→ PROBLEM TO SOLVE:
Report each line of the material below that contains the word "airplane". Case counts.

→ DATA LINES:
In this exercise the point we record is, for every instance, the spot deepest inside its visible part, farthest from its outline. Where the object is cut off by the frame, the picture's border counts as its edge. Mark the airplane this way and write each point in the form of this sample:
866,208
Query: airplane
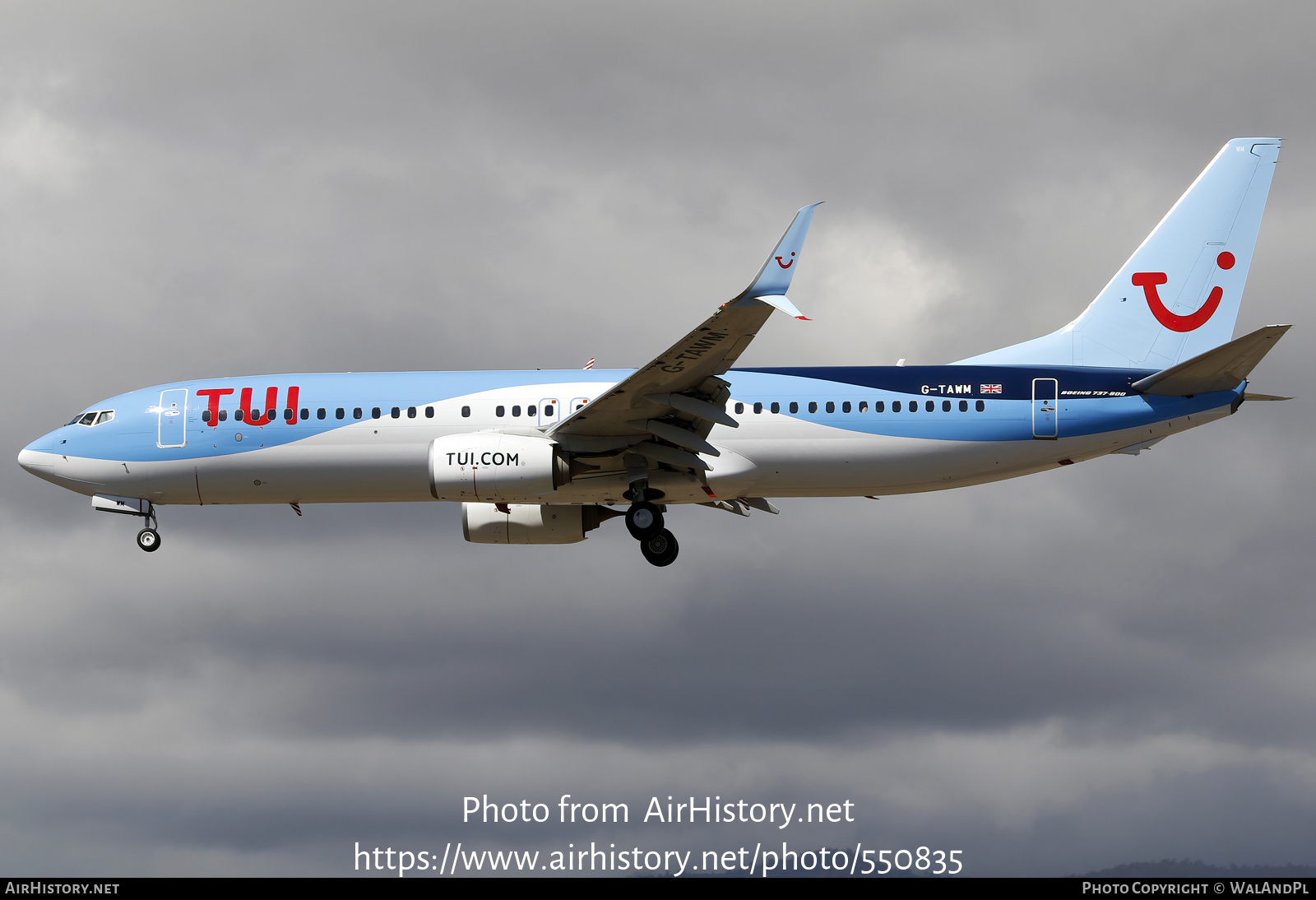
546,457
--
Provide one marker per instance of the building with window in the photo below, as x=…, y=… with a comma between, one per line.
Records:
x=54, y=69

→ FINAL RESULT:
In this exercise the point we record is, for every instance, the spot deepest inside its visible part, farthest from its outline. Where the object is cut off by the frame, the picture's border counts as its edge. Mark the airplane this way and write each point in the form of this sample:
Query: airplane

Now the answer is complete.